## Your instructions
Across the data below, state how many lines hold "tall", and reply with nothing but that number.

── Information

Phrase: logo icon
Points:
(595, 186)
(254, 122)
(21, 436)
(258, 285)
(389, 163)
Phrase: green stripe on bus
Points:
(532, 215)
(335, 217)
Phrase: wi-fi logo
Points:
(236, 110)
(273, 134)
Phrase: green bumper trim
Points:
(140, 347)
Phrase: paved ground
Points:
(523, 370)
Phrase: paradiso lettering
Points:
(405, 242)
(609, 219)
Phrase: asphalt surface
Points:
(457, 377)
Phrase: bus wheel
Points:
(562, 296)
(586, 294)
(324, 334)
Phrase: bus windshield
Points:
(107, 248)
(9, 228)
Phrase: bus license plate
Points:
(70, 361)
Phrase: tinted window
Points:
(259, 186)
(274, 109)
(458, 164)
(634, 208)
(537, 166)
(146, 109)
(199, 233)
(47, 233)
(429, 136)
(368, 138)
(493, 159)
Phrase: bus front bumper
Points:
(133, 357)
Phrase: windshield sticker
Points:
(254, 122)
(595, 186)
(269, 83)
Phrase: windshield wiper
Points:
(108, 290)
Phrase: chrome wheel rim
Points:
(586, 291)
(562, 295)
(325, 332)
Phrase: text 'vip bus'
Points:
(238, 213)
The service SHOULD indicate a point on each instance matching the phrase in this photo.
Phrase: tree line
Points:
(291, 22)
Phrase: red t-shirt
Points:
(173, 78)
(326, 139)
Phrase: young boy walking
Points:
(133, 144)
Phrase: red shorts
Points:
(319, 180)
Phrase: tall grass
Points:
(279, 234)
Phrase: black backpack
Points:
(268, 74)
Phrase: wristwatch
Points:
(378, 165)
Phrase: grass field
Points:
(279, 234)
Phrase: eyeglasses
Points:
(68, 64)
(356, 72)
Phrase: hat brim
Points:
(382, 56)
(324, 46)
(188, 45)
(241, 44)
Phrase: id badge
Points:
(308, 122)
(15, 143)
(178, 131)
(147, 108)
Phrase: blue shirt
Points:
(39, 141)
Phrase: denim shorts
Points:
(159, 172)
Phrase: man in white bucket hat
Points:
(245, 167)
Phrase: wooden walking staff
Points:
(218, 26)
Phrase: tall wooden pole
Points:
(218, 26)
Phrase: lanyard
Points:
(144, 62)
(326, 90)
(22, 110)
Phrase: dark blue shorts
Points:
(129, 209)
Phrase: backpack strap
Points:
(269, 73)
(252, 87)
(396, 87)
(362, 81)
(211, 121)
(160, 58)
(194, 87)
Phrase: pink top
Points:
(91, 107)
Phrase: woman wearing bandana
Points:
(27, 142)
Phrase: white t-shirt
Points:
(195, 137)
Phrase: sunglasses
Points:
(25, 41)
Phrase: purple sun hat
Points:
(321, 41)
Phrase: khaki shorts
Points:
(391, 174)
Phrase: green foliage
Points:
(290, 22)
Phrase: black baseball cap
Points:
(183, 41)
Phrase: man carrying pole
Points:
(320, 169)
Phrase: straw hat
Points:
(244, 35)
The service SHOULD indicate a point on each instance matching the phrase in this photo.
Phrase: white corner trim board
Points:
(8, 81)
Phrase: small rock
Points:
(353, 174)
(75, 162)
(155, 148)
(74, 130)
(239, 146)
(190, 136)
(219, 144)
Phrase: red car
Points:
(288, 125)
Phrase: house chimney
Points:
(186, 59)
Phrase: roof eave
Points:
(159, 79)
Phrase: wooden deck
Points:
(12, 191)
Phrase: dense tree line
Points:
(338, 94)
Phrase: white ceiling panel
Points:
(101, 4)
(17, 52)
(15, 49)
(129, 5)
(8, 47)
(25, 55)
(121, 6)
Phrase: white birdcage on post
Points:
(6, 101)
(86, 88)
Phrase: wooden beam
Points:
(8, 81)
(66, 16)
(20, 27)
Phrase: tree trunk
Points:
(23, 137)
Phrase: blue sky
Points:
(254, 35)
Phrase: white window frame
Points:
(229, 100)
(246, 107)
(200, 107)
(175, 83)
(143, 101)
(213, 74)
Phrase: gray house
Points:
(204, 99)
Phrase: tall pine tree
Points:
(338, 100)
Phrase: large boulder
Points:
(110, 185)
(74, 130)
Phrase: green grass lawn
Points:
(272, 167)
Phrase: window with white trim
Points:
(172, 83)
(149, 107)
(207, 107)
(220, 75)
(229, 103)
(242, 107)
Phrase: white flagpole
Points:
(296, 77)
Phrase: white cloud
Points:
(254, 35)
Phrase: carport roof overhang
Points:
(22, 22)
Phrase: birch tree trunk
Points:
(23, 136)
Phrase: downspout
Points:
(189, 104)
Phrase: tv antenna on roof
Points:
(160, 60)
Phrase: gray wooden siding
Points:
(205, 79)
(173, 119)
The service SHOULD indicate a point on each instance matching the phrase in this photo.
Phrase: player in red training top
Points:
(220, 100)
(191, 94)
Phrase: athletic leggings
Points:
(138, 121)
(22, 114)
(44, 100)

────

## Task result
3